» WORK REQUIRED
Write out the listing below line for line, without changing a single character.
========================================================================
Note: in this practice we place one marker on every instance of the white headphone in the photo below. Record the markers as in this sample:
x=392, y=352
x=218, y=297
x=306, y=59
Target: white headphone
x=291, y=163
========================================================================
» THE SOLUTION
Note: in this practice we place one marker on every instance of the white headphone in the photo below. Record the markers as in this sample:
x=392, y=352
x=218, y=297
x=306, y=59
Target: white headphone
x=291, y=163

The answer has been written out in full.